### YOUR TASK
Show every line in the rows below that contains the string "sidecar", matching its case exactly.

■ ■ ■ ■ ■ ■ ■

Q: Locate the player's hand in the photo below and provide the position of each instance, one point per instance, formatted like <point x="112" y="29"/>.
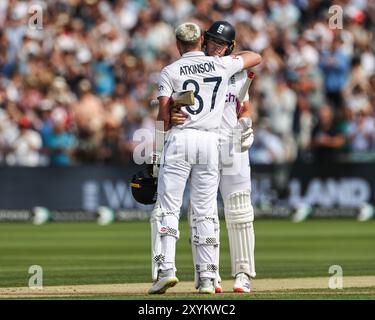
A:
<point x="247" y="133"/>
<point x="177" y="116"/>
<point x="153" y="167"/>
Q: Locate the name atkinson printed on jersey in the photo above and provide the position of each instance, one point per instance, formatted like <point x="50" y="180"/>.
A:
<point x="197" y="68"/>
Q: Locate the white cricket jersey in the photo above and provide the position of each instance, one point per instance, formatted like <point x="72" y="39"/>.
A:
<point x="208" y="77"/>
<point x="230" y="120"/>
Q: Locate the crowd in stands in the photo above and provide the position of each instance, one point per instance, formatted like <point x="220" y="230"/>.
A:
<point x="75" y="90"/>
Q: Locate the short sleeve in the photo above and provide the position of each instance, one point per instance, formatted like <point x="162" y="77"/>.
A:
<point x="233" y="64"/>
<point x="165" y="86"/>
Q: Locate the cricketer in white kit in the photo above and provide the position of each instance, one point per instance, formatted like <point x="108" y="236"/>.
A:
<point x="191" y="149"/>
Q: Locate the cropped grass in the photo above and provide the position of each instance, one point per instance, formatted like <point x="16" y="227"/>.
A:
<point x="86" y="253"/>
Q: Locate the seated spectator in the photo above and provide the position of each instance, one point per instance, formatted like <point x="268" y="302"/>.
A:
<point x="361" y="132"/>
<point x="326" y="140"/>
<point x="26" y="147"/>
<point x="267" y="147"/>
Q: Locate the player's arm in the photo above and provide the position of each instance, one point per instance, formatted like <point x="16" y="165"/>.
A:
<point x="250" y="58"/>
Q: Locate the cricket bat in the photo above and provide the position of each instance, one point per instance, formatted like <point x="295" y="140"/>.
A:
<point x="178" y="98"/>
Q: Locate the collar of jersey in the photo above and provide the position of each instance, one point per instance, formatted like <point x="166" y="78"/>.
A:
<point x="193" y="54"/>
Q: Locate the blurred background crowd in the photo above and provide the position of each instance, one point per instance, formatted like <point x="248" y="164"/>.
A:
<point x="75" y="91"/>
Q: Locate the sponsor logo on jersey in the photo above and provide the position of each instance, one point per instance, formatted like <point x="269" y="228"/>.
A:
<point x="230" y="97"/>
<point x="197" y="68"/>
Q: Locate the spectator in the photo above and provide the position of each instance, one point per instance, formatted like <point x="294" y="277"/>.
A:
<point x="335" y="66"/>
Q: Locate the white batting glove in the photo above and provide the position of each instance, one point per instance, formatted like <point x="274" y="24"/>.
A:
<point x="155" y="162"/>
<point x="247" y="135"/>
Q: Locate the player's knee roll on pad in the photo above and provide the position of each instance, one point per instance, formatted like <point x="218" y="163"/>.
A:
<point x="162" y="224"/>
<point x="199" y="240"/>
<point x="239" y="217"/>
<point x="192" y="225"/>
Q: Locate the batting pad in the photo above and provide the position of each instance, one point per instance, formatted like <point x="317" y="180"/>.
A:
<point x="239" y="216"/>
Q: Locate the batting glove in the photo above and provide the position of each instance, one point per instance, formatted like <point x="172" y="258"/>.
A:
<point x="247" y="135"/>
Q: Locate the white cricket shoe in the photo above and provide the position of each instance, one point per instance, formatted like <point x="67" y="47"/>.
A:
<point x="206" y="286"/>
<point x="241" y="283"/>
<point x="166" y="280"/>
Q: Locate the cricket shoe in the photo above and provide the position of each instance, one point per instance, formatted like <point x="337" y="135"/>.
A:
<point x="241" y="283"/>
<point x="166" y="279"/>
<point x="206" y="286"/>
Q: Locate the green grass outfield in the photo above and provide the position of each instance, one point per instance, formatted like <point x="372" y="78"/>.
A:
<point x="86" y="253"/>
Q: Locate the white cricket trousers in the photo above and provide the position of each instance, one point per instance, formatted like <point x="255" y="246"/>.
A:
<point x="194" y="153"/>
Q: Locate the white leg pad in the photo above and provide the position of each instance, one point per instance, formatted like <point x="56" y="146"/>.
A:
<point x="160" y="228"/>
<point x="198" y="240"/>
<point x="239" y="217"/>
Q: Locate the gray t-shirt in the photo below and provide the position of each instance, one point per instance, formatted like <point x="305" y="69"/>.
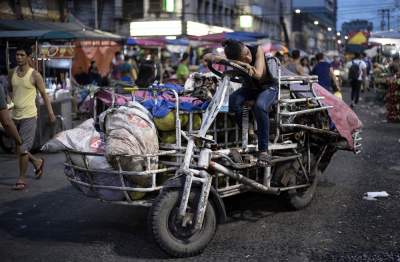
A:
<point x="3" y="102"/>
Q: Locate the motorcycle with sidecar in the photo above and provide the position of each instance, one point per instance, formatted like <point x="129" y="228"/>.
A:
<point x="218" y="161"/>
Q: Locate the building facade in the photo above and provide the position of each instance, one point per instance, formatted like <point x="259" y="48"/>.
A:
<point x="269" y="17"/>
<point x="314" y="25"/>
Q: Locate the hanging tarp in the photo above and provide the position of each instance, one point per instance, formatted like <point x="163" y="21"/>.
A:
<point x="239" y="36"/>
<point x="43" y="30"/>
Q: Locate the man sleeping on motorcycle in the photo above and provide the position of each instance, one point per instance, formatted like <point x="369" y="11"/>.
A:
<point x="260" y="89"/>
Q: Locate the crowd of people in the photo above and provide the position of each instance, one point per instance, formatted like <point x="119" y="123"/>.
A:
<point x="25" y="82"/>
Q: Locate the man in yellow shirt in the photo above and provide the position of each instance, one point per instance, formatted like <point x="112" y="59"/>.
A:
<point x="24" y="84"/>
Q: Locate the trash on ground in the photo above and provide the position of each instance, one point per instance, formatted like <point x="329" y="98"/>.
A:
<point x="373" y="195"/>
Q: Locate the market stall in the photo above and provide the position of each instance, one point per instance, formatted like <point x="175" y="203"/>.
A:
<point x="57" y="47"/>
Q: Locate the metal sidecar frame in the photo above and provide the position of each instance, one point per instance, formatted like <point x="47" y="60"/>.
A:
<point x="218" y="161"/>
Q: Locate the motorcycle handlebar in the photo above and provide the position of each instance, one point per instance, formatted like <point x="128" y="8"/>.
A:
<point x="230" y="63"/>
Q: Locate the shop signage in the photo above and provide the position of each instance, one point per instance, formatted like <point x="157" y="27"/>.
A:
<point x="53" y="51"/>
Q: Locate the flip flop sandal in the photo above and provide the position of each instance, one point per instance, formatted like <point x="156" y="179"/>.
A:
<point x="19" y="186"/>
<point x="39" y="171"/>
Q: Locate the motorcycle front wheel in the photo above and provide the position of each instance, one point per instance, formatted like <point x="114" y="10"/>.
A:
<point x="167" y="229"/>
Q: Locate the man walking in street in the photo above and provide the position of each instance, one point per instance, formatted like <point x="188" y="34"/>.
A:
<point x="325" y="74"/>
<point x="357" y="74"/>
<point x="5" y="118"/>
<point x="24" y="84"/>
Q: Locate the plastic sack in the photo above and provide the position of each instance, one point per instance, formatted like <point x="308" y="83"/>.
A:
<point x="129" y="131"/>
<point x="338" y="94"/>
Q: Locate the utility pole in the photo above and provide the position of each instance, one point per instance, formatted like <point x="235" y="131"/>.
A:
<point x="184" y="27"/>
<point x="385" y="14"/>
<point x="96" y="14"/>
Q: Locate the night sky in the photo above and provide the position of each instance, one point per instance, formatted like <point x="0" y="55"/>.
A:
<point x="367" y="9"/>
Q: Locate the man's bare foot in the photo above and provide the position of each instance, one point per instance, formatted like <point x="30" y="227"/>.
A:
<point x="39" y="168"/>
<point x="20" y="185"/>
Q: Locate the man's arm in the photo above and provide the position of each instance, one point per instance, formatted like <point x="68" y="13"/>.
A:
<point x="364" y="70"/>
<point x="9" y="87"/>
<point x="260" y="67"/>
<point x="333" y="77"/>
<point x="39" y="83"/>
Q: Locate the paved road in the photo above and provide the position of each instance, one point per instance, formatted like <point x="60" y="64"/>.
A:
<point x="52" y="222"/>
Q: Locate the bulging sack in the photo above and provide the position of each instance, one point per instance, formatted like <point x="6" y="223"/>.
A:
<point x="129" y="131"/>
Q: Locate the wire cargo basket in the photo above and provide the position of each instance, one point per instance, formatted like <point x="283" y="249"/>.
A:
<point x="116" y="185"/>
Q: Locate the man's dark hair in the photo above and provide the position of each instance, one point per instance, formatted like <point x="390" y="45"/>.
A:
<point x="319" y="56"/>
<point x="232" y="49"/>
<point x="295" y="54"/>
<point x="184" y="56"/>
<point x="26" y="48"/>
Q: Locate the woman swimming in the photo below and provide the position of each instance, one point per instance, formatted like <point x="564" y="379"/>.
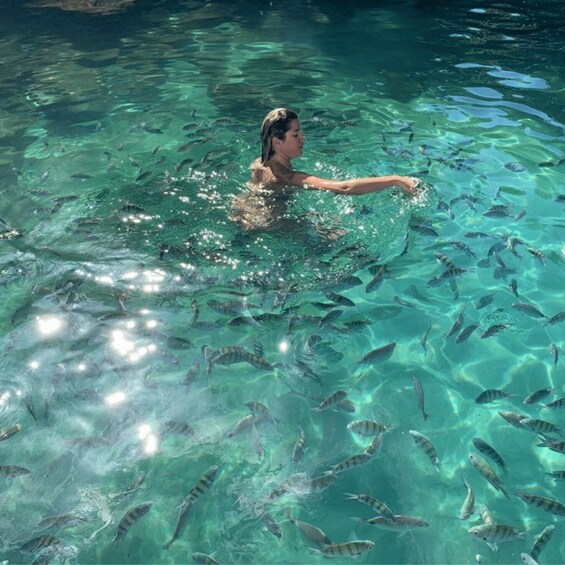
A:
<point x="265" y="203"/>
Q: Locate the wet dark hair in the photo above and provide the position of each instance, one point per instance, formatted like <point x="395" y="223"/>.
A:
<point x="275" y="124"/>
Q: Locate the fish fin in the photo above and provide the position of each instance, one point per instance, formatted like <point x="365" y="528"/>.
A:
<point x="493" y="546"/>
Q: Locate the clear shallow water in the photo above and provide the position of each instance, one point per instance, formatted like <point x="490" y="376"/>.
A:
<point x="108" y="236"/>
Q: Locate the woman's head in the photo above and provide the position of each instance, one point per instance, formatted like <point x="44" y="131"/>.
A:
<point x="275" y="125"/>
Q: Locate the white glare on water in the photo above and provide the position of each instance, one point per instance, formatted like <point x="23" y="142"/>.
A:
<point x="149" y="439"/>
<point x="115" y="398"/>
<point x="49" y="325"/>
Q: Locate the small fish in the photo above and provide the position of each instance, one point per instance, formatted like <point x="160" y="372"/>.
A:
<point x="143" y="176"/>
<point x="559" y="403"/>
<point x="379" y="354"/>
<point x="559" y="317"/>
<point x="554" y="354"/>
<point x="261" y="410"/>
<point x="539" y="255"/>
<point x="375" y="446"/>
<point x="496" y="533"/>
<point x="353" y="461"/>
<point x="330" y="401"/>
<point x="346" y="549"/>
<point x="426" y="445"/>
<point x="310" y="532"/>
<point x="494" y="329"/>
<point x="420" y="394"/>
<point x="557" y="475"/>
<point x="271" y="524"/>
<point x="541" y="541"/>
<point x="527" y="559"/>
<point x="375" y="504"/>
<point x="340" y="299"/>
<point x="515" y="166"/>
<point x="203" y="558"/>
<point x="513" y="418"/>
<point x="367" y="428"/>
<point x="424" y="339"/>
<point x="487" y="472"/>
<point x="129" y="518"/>
<point x="468" y="507"/>
<point x="466" y="333"/>
<point x="62" y="521"/>
<point x="203" y="484"/>
<point x="541" y="427"/>
<point x="13" y="471"/>
<point x="257" y="445"/>
<point x="9" y="432"/>
<point x="547" y="504"/>
<point x="400" y="522"/>
<point x="529" y="310"/>
<point x="490" y="452"/>
<point x="513" y="285"/>
<point x="554" y="445"/>
<point x="538" y="395"/>
<point x="299" y="446"/>
<point x="490" y="395"/>
<point x="41" y="544"/>
<point x="321" y="483"/>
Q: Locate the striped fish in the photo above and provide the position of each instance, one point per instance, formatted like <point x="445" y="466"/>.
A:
<point x="330" y="401"/>
<point x="346" y="549"/>
<point x="487" y="472"/>
<point x="203" y="484"/>
<point x="375" y="504"/>
<point x="367" y="428"/>
<point x="400" y="522"/>
<point x="490" y="395"/>
<point x="496" y="533"/>
<point x="299" y="446"/>
<point x="350" y="462"/>
<point x="13" y="471"/>
<point x="310" y="532"/>
<point x="468" y="506"/>
<point x="260" y="409"/>
<point x="557" y="446"/>
<point x="9" y="432"/>
<point x="513" y="418"/>
<point x="379" y="354"/>
<point x="130" y="518"/>
<point x="485" y="515"/>
<point x="426" y="445"/>
<point x="559" y="403"/>
<point x="41" y="543"/>
<point x="541" y="427"/>
<point x="541" y="541"/>
<point x="494" y="329"/>
<point x="203" y="558"/>
<point x="375" y="446"/>
<point x="547" y="504"/>
<point x="466" y="333"/>
<point x="490" y="452"/>
<point x="557" y="475"/>
<point x="321" y="483"/>
<point x="420" y="395"/>
<point x="537" y="395"/>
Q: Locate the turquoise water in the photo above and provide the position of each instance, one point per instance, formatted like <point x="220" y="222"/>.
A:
<point x="127" y="131"/>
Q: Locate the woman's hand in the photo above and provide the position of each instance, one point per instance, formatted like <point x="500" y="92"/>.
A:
<point x="408" y="184"/>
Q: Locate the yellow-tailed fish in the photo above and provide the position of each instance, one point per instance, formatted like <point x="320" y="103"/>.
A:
<point x="427" y="447"/>
<point x="129" y="518"/>
<point x="346" y="549"/>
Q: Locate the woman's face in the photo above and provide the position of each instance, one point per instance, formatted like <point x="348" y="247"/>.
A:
<point x="293" y="142"/>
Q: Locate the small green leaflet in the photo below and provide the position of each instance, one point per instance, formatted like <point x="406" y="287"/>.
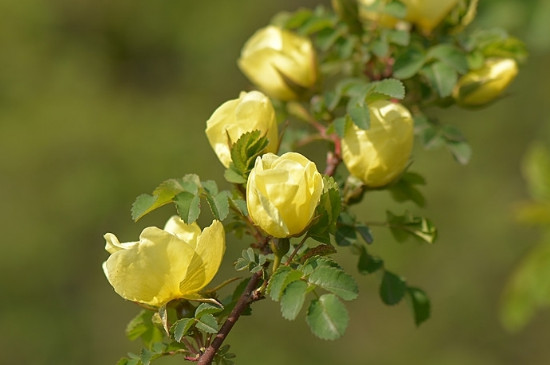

■ ■ ■ ■ ■ ■ ■

### TASK RESULT
Q: Locate the motorcycle with sidecar in the photo above and provide the position of each instance, one point per instance, formatted like <point x="129" y="228"/>.
Q: Locate the metal sidecar frame in the photo above and provide the position of each instance, one point per instance, formatted like <point x="47" y="60"/>.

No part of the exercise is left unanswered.